> _TEXTE SOURCE_

4.3. Fournir un logement
Les usagers des services de logement d’abord peuvent exercer un choix en matière de traitement (voir les chapitres 2 et 3) et doivent également pouvoir exercer un choix quant au lieu et à la manière dont ils vont vivre. Il est clair que le choix du logement sera soumis à la disponibilité des logements et à ce que les usagers pourront se permettre financièrement((Dans certains cas, les services de logement d’abord paient le loyer des usagers, dans d’autres, le système d’aide sociale prévoit une aide au logement.)), mais généralement, un usager doit pouvoir s’attendre à:
- Pouvoir voir le logement avant d’accepter d’y emménager.
- Se voir proposer plus d’un choix de logement, c’est-à-dire qu’il doit avoir la possibilité de refuser le logement qu’on lui propose sans qu’il y ait de conséquence négative pour lui. Dans la pratique, trouver un logement idéal peut se révéler difficile pour un service de logement d’abord. Cela doit être exprimé clairement à chaque usager, mais il ne convient pas pour autant de ne proposer qu’un ou deux choix. Dans le cadre du logement d’abord, on ne doit pas retirer d’offre de logement ou d’aide sur la base d’un refus d’une ou de plusieurs offres de logement.
- Expliquer clairement quelles sont les conséquences financières liées au fait d’avoir son propre chez-soi et avoir l’occasion d’en discuter. Avant d’emménager dans leur logement, les usagers doivent comprendre quelles seront leurs obligations financières et de combien d’argent ils disposeront. Dans certains pays européens, où l’on alloue un revenu de base à quiconque est sans emploi, certaines personnes peuvent se retrouver avec moins d’argent à disposition que lorsqu’elles vivaient dans des hébergements d’urgence ou temporaires pour personnes sans domicile (parce qu’elles ont des frais de subsistance supplémentaires).
- Avoir un certain choix quant à la localisation du logement proposé.
- Disposer d’une certaine souplesse quant au mode de vie, à savoir avec un compagnon/une compagne, des amis ou d’autres personnes, plutôt que seul(e) dans un appartement. Certains services de logement d’abord en Italie, par exemple, accompagnent des familles et certains services en Angleterre accompagnent des couples (voir les annexes).
Un service de logement d’abord peut proposer un logement selon trois grands mécanismes:
- Via le secteur locatif privé ;
- Via le secteur locatif social (quand il existe des logements sociaux) ;
- Via la mise à disposition directe d’un logement, en achetant un logement, en construisant de nouveaux logements ou en utilisant le parc de logements existants.
Parmi les défis auxquels un service de logement d’abord peut être confronté, on peut citer:
- Le fait de trouver suffisamment de logements adéquats à des prix abordables dans des quartiers acceptables dans un marché du logement très tendu. Les régions où la croissance économique est élevée sont souvent des endroits où il est difficile de trouver suffisamment de logements de ce type. Le type de logements disponibles dans certaines régions (relativement peu de petits appartements) peut également constituer une difficulté.

> _EXERCICE PROPOSÉ 1_
Les affirmations suivantes concordent-elles avec le texte sur le logement d'abord ? Répondez par oui ou par non à chacune, en citant mot pour mot le passage du texte qui tranche. (a) Un usager peut refuser un logement proposé sans en subir de conséquence négative. (b) Les services de logement d'abord paient toujours le loyer des usagers. (c) Certains services en Angleterre accompagnent des couples.
> _EXERCICE PROPOSÉ 2_
Rédigez la suite du texte sur le logement d'abord, en reprenant juste après sa dernière phrase.
Le listing ci-dessous est un matériau à part, sans lien avec le texte.

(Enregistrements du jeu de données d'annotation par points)
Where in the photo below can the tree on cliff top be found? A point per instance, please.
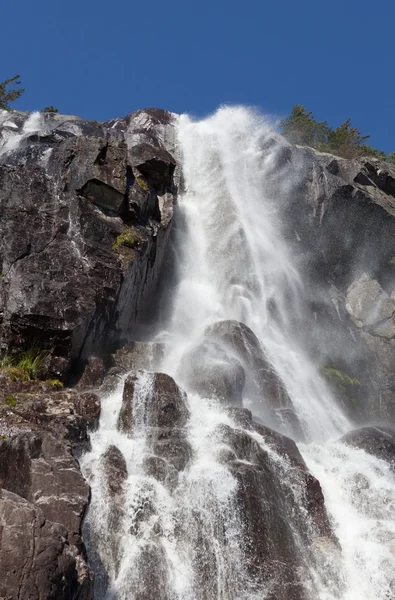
(7, 96)
(300, 127)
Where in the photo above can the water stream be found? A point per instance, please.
(232, 263)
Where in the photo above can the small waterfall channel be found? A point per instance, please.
(189, 500)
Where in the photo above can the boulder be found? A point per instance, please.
(152, 400)
(262, 382)
(379, 441)
(93, 374)
(42, 470)
(139, 355)
(155, 164)
(67, 414)
(154, 406)
(212, 373)
(36, 560)
(66, 188)
(43, 500)
(370, 307)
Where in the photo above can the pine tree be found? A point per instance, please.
(8, 96)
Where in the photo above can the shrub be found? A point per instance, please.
(300, 127)
(10, 400)
(25, 365)
(8, 96)
(50, 109)
(126, 239)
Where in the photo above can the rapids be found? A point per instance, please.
(233, 263)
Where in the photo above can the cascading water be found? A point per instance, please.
(33, 124)
(185, 541)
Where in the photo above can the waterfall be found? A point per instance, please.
(186, 540)
(33, 124)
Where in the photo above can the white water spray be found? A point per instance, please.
(233, 264)
(33, 124)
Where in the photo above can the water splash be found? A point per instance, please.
(233, 264)
(33, 124)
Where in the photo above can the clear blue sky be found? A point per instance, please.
(104, 59)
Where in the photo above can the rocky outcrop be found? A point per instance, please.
(154, 404)
(212, 373)
(338, 220)
(262, 383)
(43, 499)
(86, 212)
(379, 441)
(36, 560)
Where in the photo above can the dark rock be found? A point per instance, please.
(43, 498)
(93, 374)
(262, 381)
(154, 400)
(88, 406)
(139, 355)
(63, 196)
(210, 372)
(36, 560)
(379, 441)
(35, 405)
(155, 164)
(276, 497)
(38, 467)
(115, 470)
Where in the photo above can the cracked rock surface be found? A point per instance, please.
(85, 216)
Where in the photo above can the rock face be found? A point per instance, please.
(211, 372)
(338, 220)
(43, 499)
(36, 560)
(262, 382)
(153, 403)
(86, 212)
(379, 441)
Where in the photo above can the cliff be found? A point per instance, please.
(86, 215)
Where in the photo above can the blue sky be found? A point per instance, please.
(104, 59)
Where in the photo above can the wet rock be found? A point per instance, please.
(370, 307)
(379, 441)
(64, 202)
(271, 511)
(36, 560)
(93, 374)
(45, 498)
(152, 573)
(139, 355)
(89, 407)
(33, 405)
(42, 469)
(212, 373)
(155, 164)
(115, 469)
(262, 381)
(153, 400)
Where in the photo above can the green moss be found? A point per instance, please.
(25, 365)
(340, 379)
(54, 382)
(126, 239)
(11, 401)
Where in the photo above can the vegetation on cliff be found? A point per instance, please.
(9, 95)
(300, 127)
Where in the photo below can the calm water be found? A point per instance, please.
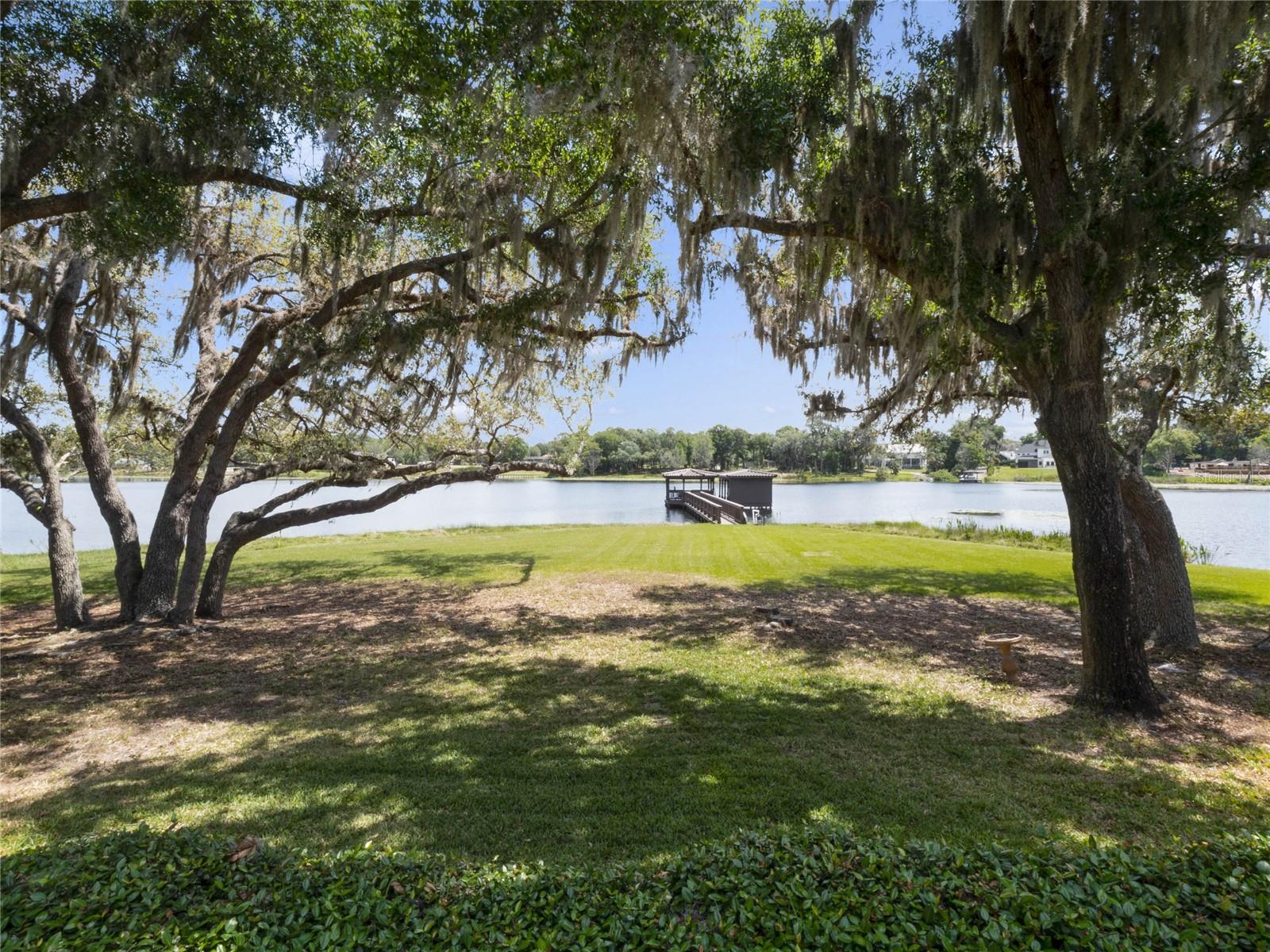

> _CORRIGÉ 1_
(a) Oui : « il doit avoir la possibilité de refuser le logement qu’on lui propose sans qu’il y ait de conséquence négative pour lui ».
(b) Non : « Dans certains cas, les services de logement d’abord paient le loyer des usagers, dans d’autres, le système d’aide sociale prévoit une aide au logement. »
(c) Oui : « certains services en Angleterre accompagnent des couples ».

> _CORRIGÉ 2_
- Quand il existe des logements sociaux, ces derniers sont parfois destinés à d’autres groupes de personnes que les sans-abri, ou la demande peut être très élevée et le temps d’attente pour l’obtention d’un logement très long.
- Il peut y avoir des problèmes de disponibilité, de prix et de qualité des logements du secteur locatif privé.
- Les bailleurs sociaux et privés peuvent être réticents à l’idée de loger des personnes anciennement sans domicile ayant des besoins élevés d’accompagnement. Les propriétaires s’inquiètent d’éventuels problèmes à gérer avec d’anciens sans-abri, tels que des conflits avec les voisins ou des défauts de paiement.
- Les usagers ne peuvent parfois pas prétendre à suffisamment d’allocations sociales pour payer le loyer. Cela concerne davantage les pays européens qui ont des systèmes d’aide sociale limités que ceux qui ont des systèmes d’aide sociale étendus où différentes formes d’allocations de logement ou de revenu minimum garanti permettent de payer la totalité ou la quasi-totalité du loyer des groupes de personnes vulnérables ou dont le revenu est très faible. Dans les pays où les aides sociales sont plus limitées, les services de logement d’abord doivent trouver des sources de revenus pour payer le loyer de leurs usagers.
- On peut construire de nouveaux logements spécialement pour un service de logement d’abord, mais le coût de la construction (d’un nouveau logement) ou de la rénovation/réhabilitation d’un logement existant est considérable. Il est également possible d’acheter un logement, mais bien que cela puisse être moins cher que de construire ou de rénover, encore une fois, le coût peut se révéler trop élevé pour que cela constitue un choix réaliste.
- Le syndrome du « pas à côté de chez moi » lié à la stigmatisation des personnes sans domicile, qui peut amener certains habitants à essayer de mettre fin aux services de logement d’abord dans leur quartier. Les services de logement d’abord doivent parfois travailler avec les familles alentours en les informant, en les rassurant et si nécessaire en intervenant si un usager a causé des problèmes (et également en intervenant si un voisin se comporte de façon inadaptée vis-à-vis d’un usager du service).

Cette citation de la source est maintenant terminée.